◆ **Dataset records**
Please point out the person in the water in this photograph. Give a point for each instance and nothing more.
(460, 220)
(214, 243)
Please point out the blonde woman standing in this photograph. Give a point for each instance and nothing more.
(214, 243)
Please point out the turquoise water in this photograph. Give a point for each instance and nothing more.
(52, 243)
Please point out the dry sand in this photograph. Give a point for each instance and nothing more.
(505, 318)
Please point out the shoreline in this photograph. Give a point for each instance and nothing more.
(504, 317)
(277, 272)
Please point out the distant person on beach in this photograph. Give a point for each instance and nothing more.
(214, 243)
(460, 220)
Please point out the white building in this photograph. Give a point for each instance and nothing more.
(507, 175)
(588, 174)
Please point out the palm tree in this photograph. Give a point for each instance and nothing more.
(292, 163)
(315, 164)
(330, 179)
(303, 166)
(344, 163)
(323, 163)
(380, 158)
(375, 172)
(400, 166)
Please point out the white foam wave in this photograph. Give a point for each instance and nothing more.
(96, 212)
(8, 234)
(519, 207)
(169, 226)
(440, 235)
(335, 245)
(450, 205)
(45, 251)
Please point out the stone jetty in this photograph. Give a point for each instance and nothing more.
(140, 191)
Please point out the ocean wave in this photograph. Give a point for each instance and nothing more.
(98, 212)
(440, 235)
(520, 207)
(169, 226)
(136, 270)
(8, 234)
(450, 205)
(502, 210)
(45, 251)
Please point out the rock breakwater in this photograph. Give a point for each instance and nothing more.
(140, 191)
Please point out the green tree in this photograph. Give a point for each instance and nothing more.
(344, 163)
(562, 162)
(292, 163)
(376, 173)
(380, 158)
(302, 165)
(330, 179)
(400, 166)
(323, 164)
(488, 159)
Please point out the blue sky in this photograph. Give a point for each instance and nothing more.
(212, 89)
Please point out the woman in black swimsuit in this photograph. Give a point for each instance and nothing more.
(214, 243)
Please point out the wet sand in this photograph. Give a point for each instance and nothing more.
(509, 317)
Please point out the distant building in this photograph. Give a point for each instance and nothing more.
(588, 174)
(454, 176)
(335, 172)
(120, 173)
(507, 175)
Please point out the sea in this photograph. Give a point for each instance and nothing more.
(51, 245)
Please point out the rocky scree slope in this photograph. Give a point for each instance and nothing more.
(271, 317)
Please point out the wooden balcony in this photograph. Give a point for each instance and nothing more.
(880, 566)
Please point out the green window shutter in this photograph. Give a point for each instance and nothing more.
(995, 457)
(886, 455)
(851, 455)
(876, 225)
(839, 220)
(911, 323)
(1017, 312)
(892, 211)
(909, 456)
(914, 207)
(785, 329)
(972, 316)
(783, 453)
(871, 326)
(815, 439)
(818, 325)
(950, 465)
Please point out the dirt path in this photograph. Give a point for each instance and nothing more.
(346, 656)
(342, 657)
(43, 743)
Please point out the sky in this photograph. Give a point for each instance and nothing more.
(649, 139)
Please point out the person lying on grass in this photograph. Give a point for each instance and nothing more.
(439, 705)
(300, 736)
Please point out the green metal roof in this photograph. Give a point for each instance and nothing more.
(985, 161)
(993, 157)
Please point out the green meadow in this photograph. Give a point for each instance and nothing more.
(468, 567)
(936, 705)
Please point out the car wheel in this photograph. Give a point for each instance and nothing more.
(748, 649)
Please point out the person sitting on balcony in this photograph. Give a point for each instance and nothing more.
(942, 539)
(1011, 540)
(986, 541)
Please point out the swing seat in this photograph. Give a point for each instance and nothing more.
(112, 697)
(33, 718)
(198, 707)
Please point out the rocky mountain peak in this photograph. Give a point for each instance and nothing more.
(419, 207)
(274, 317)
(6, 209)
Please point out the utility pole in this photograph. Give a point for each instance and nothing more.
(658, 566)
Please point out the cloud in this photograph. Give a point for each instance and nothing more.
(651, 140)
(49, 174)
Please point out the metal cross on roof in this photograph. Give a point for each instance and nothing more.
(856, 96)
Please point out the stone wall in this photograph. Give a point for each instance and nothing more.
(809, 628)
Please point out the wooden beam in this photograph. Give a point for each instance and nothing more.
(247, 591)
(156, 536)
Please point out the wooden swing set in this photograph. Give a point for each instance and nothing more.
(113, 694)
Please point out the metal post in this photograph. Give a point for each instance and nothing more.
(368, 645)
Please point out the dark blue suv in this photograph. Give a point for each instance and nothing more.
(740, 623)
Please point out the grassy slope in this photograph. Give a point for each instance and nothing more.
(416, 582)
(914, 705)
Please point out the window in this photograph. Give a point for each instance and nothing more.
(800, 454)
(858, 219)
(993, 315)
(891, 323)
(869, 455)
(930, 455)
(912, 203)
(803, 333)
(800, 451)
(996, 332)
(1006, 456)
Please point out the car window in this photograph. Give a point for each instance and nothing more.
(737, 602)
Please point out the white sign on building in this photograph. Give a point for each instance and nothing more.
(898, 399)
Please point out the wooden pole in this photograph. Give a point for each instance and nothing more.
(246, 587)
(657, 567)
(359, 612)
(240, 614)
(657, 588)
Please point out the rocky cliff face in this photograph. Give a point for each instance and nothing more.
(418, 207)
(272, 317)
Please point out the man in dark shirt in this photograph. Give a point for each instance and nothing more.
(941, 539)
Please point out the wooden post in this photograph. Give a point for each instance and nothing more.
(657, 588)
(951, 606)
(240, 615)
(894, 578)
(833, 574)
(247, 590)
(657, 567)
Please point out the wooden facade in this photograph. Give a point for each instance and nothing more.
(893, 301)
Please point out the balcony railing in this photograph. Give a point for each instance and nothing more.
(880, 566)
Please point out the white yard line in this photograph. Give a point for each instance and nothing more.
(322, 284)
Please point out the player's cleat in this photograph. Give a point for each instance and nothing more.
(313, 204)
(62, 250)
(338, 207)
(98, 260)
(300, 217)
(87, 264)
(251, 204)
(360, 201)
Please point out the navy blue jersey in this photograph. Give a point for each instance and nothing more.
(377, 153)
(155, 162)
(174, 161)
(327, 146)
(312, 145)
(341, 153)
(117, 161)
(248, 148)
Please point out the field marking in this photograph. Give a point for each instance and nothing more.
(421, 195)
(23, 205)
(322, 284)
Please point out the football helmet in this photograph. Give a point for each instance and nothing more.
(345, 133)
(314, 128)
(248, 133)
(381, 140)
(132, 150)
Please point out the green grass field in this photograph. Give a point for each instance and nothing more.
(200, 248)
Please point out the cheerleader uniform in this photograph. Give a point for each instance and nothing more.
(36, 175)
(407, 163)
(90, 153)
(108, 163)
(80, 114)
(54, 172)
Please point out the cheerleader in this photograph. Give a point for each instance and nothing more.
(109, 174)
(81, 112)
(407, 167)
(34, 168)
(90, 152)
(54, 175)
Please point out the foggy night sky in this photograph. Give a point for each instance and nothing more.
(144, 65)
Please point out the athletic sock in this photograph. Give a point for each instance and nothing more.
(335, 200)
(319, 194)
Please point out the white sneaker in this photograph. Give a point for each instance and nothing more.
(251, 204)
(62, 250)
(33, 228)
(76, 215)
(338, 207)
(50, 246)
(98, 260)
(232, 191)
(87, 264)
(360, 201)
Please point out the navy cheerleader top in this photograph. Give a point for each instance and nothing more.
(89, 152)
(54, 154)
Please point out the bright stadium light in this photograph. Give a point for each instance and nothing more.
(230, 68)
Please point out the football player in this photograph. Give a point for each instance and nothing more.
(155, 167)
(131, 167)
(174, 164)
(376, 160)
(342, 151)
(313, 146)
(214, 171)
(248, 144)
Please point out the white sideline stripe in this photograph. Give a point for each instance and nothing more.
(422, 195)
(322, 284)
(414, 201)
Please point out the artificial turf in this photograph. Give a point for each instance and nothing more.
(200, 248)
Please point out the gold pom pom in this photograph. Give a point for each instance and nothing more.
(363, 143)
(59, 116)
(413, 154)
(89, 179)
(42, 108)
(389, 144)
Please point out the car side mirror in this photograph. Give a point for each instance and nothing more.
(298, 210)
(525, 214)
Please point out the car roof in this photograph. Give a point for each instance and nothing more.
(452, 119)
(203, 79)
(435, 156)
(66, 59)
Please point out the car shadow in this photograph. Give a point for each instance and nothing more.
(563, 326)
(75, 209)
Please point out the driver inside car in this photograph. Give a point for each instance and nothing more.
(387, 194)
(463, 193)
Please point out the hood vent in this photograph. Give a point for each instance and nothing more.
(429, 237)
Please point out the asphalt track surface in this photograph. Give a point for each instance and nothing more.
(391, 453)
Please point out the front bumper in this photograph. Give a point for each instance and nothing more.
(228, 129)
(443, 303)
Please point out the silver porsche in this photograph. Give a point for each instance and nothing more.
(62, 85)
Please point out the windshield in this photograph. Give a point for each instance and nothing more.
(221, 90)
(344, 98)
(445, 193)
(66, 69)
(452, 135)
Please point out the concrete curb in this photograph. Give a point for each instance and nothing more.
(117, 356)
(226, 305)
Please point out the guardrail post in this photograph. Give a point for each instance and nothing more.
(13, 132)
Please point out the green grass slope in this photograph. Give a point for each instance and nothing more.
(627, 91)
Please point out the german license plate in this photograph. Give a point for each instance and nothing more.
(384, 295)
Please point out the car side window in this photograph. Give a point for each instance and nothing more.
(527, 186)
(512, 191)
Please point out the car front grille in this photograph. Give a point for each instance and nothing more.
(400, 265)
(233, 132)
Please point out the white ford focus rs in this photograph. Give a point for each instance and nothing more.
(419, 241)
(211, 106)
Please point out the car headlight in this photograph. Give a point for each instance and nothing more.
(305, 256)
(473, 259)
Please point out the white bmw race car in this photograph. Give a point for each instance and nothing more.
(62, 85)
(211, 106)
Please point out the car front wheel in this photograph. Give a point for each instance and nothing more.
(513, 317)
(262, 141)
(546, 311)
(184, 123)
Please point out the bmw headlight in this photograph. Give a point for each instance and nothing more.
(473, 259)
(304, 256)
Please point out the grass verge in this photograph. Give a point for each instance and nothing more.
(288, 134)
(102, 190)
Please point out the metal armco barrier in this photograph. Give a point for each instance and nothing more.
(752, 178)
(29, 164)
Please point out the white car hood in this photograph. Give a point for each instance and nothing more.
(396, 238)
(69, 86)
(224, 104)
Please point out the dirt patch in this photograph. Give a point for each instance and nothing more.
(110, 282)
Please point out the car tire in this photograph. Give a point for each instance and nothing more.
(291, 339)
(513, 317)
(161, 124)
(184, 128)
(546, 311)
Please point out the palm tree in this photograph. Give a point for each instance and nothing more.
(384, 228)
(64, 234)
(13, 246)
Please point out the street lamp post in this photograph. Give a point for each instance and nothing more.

◆ **Set problem**
Extract, unchanged, the closing run of lines that opens with the line containing "Please point out the white car" and ends with the last line.

◆ **Task answer**
Please point out the white car hood in this photograph. Give a point for each instance and nothing more.
(396, 238)
(69, 86)
(224, 104)
Please point out the dirt patch in this photograph. Give a point for each instance and nothing more.
(110, 282)
Please point out the car tire in this photograph. Give a point for each instance and nothing more.
(291, 339)
(513, 317)
(161, 124)
(184, 128)
(546, 311)
Please point out the palm tree in this photograph. Give a point for each instance and nothing more.
(384, 228)
(64, 234)
(13, 246)
Please point out the street lamp post in this photograph. Give a point for each instance and nothing more.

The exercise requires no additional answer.